__TEXTO FORNECIDO__
A ação foi motivada por um punhado de versos infames do seu pai, Solano
(1908/1974), que teimou em ver o que não devia, nas constantes viagens que
fazia entre Rio de Janeiro e Caxias – fome. A paisagem da janela do trem
inspirou versos em que as palavras ressoam como o barulho da máquina
correndo sobre os trilhos: “estação de Caxias/ de novo a dizer/ de novo a
correr/ tem gente com fome/ tem gente com fome/ tem gente com fome.”
O flagra que
Solano Trindade deu na fome renderia barulho ainda por mais algumas décadas.
O poema Tem gente com fome, em 1973, foi musicado pelo Secos & Molhados,
colorido grupo que contrastava com os cinzentos anos vividos pelo Brasil. A
censura proibiu a veiculação da faixa. E proibiu repetidamente até que em
1979 o ex-vocalista Ney Matogrosso conseguiu gravá-la no álbum Seu tipo.
“Eles liberaram a música do nada”, lembrou o cantor, em entrevista para o
documentário Solano Trindade – 100 anos, vídeo de 35 minutos da dupla
Alessandro Guedes e Helder Vieira.
O
documentário tem estréia dupla hoje, aniversário dos 100 anos do escritor,
ativista pelos direitos negros, ator, teatrólogo e artista plástico. O
primeiro acontece no auditório da Livraria Cultura, às 19h. O segundo, no
Espaço dos Pontos de Cultura, dentro do Festival de Inverno de Garanhuns, às
21h.
O projeto da
dupla revela ao público, pela primeira vez, detalhes sobre a vida e a luta
de Solano. Entre eles, a citada violência sofrida por Liberto, quando da
invasão da polícia, e uma conversa com D. Maria da Penha, 98 anos, única
irmã do poeta a continuar morando no Recife, no bairro da Cabanga. “Foi
muito difícil juntar todos os pedaços da vida dele, porque não há livro dele
ou sobre ele nas livrarias e as informações são muito desencontradas. Só
conseguimos montar as peças a partir de depoimentos orais”, explica Helder.
Um dos depoimentos mais fortes do vídeo é do ator Sérgio Mamberti, que
conviveu com Solano e o considera “seu mestre”.
O
documentário que estréia hoje é apenas a primeira parte do projeto de
Helder/Alessandro. Aprovado pela Lei Rouanet e em processo de captação de
recursos, o passo seguinte é passar o vídeo para película e fazer gravações
fora do Estado. Em Garanhuns, junto com a exibição do documentário, haverá
um recital poético com a presença de Fernando Chile, Valmir Jordão, Cida
Pedrosa, Silvana Menezes, Ceça e Rogério Barata. Será uma edição especial do
projeto Quartas literárias. Cida Pedrosa fará uma leitura de uma carta que
ela escreveu para Solano, que o JC publica com exclusividade (ver ao lado).

__TAREFAS DO EXERCÍCIO__
1. Pode devolver, sem nenhuma alteração, o trecho do texto sobre Solano Trindade que vai de "Um dos depoimentos" a "(ver ao lado)."?
2. Como ficaria, em forma de lista, o parágrafo do texto sobre Solano Trindade que começa com "O documentário que estréia hoje é apenas", mantendo seus fatos principais?
Os registros vêm de uma fonte diferente da do texto.

__INFORMAÇÕES EXTRAÍDAS__
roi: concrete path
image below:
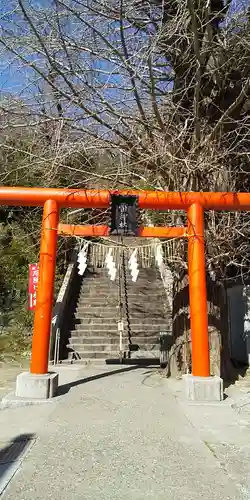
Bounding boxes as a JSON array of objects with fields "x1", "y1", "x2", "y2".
[{"x1": 0, "y1": 366, "x2": 250, "y2": 500}]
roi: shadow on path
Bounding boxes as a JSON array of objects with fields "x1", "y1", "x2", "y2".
[
  {"x1": 57, "y1": 363, "x2": 145, "y2": 396},
  {"x1": 0, "y1": 434, "x2": 35, "y2": 495}
]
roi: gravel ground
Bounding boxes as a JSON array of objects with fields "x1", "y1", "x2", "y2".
[{"x1": 0, "y1": 367, "x2": 250, "y2": 500}]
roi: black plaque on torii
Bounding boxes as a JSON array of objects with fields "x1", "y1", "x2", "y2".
[{"x1": 110, "y1": 194, "x2": 138, "y2": 236}]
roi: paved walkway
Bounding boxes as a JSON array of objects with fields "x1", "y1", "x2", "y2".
[{"x1": 0, "y1": 366, "x2": 250, "y2": 500}]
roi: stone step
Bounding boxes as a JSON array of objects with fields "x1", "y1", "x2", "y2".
[
  {"x1": 81, "y1": 280, "x2": 163, "y2": 291},
  {"x1": 71, "y1": 327, "x2": 167, "y2": 338},
  {"x1": 67, "y1": 342, "x2": 159, "y2": 356},
  {"x1": 66, "y1": 350, "x2": 159, "y2": 363},
  {"x1": 69, "y1": 335, "x2": 159, "y2": 345},
  {"x1": 74, "y1": 315, "x2": 171, "y2": 328},
  {"x1": 78, "y1": 289, "x2": 166, "y2": 302},
  {"x1": 75, "y1": 320, "x2": 169, "y2": 331},
  {"x1": 76, "y1": 303, "x2": 167, "y2": 316}
]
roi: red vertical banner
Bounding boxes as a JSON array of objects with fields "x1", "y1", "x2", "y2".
[{"x1": 28, "y1": 264, "x2": 39, "y2": 311}]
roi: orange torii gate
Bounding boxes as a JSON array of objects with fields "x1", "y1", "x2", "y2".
[{"x1": 0, "y1": 187, "x2": 250, "y2": 402}]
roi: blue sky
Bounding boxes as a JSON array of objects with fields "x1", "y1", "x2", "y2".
[{"x1": 0, "y1": 0, "x2": 250, "y2": 98}]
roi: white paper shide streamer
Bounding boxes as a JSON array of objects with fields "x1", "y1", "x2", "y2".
[
  {"x1": 155, "y1": 243, "x2": 163, "y2": 271},
  {"x1": 105, "y1": 248, "x2": 116, "y2": 281},
  {"x1": 128, "y1": 248, "x2": 139, "y2": 283},
  {"x1": 77, "y1": 242, "x2": 89, "y2": 276}
]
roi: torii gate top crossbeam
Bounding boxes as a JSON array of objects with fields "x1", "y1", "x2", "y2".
[{"x1": 0, "y1": 187, "x2": 250, "y2": 210}]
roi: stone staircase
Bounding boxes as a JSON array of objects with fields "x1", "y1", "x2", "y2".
[{"x1": 67, "y1": 268, "x2": 172, "y2": 364}]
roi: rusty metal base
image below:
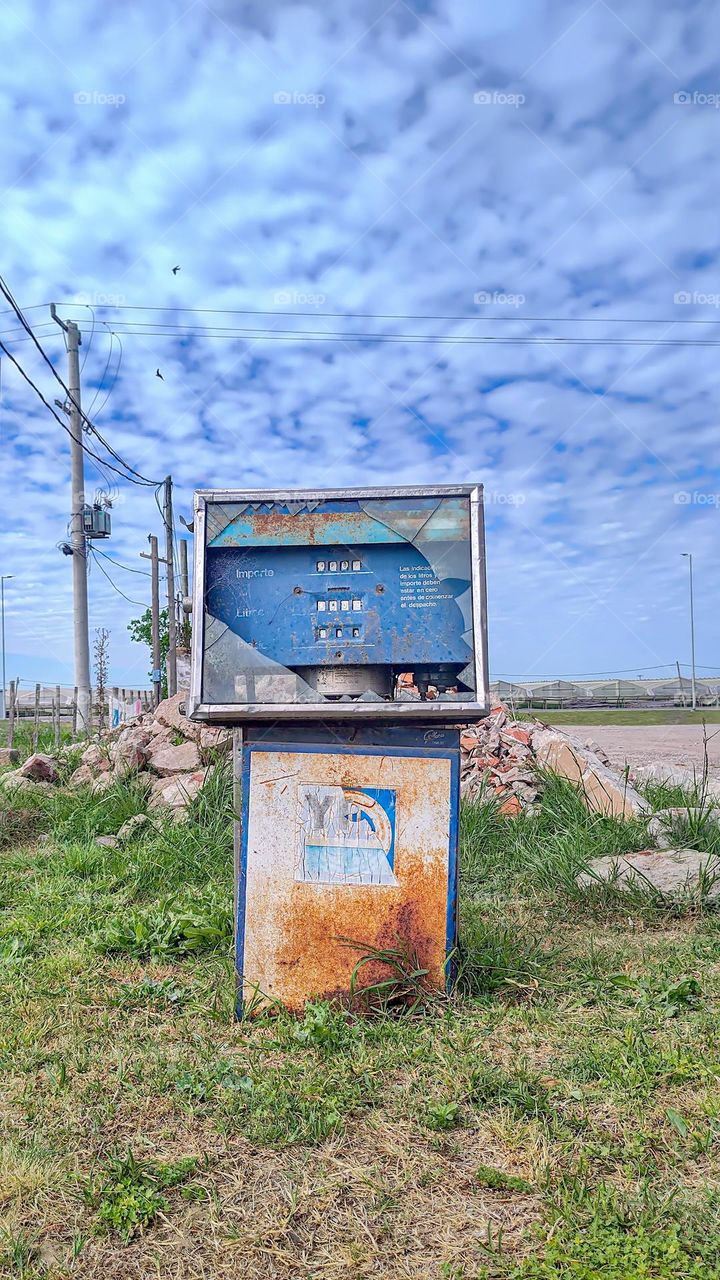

__RESPOSTAS POR TAREFA__
1.
Um dos depoimentos mais fortes do vídeo é do ator Sérgio Mamberti, que
conviveu com Solano e o considera “seu mestre”.
O
documentário que estréia hoje é apenas a primeira parte do projeto de
Helder/Alessandro. Aprovado pela Lei Rouanet e em processo de captação de
recursos, o passo seguinte é passar o vídeo para película e fazer gravações
fora do Estado. Em Garanhuns, junto com a exibição do documentário, haverá
um recital poético com a presença de Fernando Chile, Valmir Jordão, Cida
Pedrosa, Silvana Menezes, Ceça e Rogério Barata. Será uma edição especial do
projeto Quartas literárias. Cida Pedrosa fará uma leitura de uma carta que
ela escreveu para Solano, que o JC publica com exclusividade (ver ao lado).

2.
- O documentário é só a primeira parte do projeto de Helder e Alessandro.
- O projeto foi aprovado pela Lei Rouanet e está em captação de recursos. O próximo passo é passar o vídeo para película e fazer gravações fora do Estado.
- Em Garanhuns, a exibição será acompanhada de um recital poético com Fernando Chile, Valmir Jordão, Cida Pedrosa, Silvana Menezes, Ceça e Rogério Barata, numa edição especial do projeto Quartas literárias.
- Cida Pedrosa lerá uma carta que escreveu para Solano.